■ Exercise brief
Which lines in the entries below contain the word "tulip"? Copy out each of them in full.

== Dataset extract

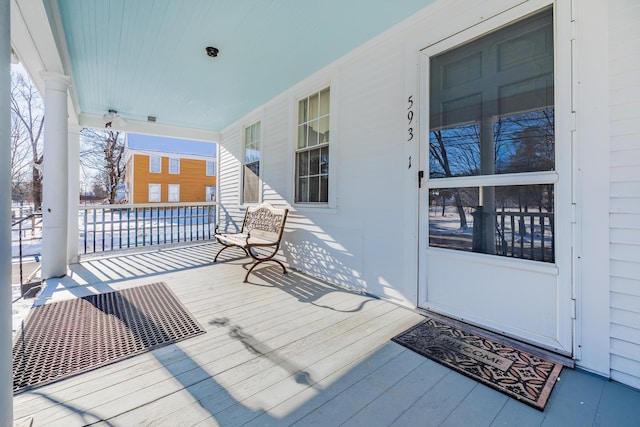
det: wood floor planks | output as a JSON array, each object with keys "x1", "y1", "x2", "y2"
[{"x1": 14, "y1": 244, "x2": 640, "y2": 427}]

====
== Dataset extract

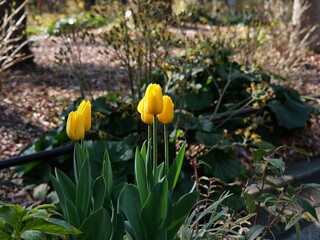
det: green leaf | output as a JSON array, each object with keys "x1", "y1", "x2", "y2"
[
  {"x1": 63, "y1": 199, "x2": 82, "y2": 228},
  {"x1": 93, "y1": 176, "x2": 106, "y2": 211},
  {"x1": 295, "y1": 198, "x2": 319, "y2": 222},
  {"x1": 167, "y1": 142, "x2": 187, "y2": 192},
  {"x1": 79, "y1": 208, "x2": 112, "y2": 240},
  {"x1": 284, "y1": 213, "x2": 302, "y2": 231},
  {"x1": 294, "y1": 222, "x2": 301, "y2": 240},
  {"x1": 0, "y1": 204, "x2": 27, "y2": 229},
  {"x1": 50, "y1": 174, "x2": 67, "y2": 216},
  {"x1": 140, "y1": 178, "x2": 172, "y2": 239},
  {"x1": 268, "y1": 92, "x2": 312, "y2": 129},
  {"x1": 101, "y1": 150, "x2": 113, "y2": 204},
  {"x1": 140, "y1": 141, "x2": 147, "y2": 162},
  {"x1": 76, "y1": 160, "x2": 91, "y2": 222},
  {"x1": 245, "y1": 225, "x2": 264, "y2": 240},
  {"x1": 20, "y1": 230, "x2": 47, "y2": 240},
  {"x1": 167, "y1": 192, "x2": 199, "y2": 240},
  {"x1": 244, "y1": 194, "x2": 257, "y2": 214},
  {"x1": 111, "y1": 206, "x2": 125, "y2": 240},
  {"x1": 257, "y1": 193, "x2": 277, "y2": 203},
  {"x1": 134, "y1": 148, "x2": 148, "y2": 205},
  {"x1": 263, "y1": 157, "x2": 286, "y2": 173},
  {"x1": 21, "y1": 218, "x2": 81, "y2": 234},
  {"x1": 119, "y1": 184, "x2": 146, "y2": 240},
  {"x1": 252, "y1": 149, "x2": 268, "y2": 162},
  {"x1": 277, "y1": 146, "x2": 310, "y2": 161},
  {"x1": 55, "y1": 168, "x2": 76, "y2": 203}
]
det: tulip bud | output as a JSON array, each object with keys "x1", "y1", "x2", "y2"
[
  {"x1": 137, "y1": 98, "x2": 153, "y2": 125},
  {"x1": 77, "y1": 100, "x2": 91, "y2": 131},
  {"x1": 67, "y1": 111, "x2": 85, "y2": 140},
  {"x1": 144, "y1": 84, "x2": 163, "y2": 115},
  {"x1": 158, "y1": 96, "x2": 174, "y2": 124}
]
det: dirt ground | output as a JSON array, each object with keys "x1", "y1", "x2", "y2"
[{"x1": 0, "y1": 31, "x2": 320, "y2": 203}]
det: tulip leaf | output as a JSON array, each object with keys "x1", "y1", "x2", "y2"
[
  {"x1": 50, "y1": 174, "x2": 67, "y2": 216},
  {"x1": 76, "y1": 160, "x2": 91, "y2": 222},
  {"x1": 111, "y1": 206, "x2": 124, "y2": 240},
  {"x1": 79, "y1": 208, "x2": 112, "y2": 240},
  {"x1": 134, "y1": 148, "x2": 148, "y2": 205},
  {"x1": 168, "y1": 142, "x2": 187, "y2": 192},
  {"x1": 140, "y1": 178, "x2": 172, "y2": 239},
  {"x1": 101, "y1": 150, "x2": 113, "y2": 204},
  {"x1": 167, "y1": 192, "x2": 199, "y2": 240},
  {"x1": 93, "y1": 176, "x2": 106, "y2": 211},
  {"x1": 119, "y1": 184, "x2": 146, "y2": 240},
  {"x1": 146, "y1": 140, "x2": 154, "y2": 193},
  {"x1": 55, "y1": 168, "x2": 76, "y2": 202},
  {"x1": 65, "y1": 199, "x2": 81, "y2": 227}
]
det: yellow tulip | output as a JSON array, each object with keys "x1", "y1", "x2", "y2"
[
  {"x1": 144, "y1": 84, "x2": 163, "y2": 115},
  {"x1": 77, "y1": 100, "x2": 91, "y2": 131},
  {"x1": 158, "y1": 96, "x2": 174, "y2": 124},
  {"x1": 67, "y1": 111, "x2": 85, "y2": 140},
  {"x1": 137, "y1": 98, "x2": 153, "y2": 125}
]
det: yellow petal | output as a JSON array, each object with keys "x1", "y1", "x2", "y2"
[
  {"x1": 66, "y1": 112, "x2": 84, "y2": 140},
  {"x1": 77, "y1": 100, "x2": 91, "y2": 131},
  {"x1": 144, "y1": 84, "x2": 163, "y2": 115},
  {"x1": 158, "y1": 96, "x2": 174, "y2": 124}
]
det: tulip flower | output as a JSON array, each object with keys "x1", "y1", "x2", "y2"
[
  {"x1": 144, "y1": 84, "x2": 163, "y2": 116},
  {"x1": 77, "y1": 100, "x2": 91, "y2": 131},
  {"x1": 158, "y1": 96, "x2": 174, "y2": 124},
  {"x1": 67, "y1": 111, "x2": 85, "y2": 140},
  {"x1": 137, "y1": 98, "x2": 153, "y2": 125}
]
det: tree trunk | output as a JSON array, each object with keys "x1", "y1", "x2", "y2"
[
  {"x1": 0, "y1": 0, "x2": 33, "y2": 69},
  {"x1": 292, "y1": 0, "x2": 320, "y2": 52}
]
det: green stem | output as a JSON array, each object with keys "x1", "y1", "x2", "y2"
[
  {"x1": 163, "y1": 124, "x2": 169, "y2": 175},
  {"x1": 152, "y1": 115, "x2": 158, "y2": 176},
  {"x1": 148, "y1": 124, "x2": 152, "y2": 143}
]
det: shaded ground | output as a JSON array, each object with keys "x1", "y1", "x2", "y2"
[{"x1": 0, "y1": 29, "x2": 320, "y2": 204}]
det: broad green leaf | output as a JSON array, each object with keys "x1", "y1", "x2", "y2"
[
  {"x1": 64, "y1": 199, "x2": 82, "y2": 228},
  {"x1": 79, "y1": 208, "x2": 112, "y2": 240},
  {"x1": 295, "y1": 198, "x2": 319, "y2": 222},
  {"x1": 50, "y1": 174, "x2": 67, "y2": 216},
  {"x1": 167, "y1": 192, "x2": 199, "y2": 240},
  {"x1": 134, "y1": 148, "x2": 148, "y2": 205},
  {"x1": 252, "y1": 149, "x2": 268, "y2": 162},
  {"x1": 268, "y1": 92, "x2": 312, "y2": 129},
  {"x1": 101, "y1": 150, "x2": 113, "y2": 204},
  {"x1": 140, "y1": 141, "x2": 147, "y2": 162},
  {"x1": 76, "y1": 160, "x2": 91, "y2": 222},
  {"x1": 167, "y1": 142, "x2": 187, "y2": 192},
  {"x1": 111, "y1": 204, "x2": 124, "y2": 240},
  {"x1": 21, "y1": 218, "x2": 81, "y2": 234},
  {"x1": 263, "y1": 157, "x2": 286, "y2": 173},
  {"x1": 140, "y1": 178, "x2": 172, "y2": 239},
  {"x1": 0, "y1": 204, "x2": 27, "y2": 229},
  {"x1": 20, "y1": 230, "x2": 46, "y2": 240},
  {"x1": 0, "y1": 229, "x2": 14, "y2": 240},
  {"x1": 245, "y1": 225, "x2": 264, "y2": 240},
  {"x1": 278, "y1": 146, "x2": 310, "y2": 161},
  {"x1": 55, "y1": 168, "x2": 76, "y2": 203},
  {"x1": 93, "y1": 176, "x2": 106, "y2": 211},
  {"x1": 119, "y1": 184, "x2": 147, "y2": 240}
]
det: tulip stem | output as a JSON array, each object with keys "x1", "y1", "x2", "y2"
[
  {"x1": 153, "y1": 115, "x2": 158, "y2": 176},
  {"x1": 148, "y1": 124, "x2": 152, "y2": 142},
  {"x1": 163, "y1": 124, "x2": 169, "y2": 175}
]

====
== Dataset extract

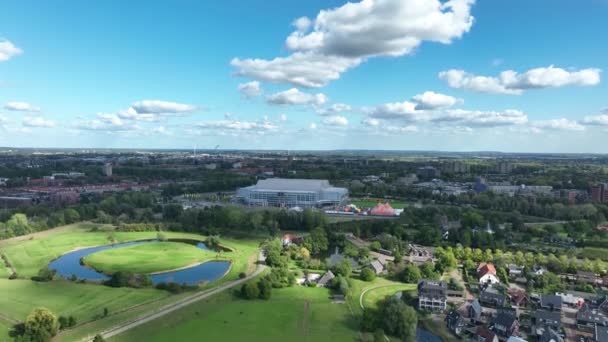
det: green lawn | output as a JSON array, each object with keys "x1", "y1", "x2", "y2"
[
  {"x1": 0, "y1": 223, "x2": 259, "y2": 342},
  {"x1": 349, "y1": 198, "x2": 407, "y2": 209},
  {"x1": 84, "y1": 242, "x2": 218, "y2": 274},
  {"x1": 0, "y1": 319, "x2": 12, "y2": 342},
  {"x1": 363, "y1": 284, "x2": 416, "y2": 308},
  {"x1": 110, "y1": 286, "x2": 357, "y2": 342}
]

====

■ Full answer
det: tulip bud | output as a JSON array, each object with keys "x1", "y1", "x2", "y2"
det: tulip leaf | output as a JSON array, each object with keys "x1", "y1", "x2", "y2"
det: yellow tulip | output as a JSON array, each object with keys "x1", "y1", "x2", "y2"
det: tulip flower | output as a JSON array, each object with keys "x1", "y1", "x2", "y2"
det: tulip stem | output as a JSON array, each object with keys "x1", "y1", "x2", "y2"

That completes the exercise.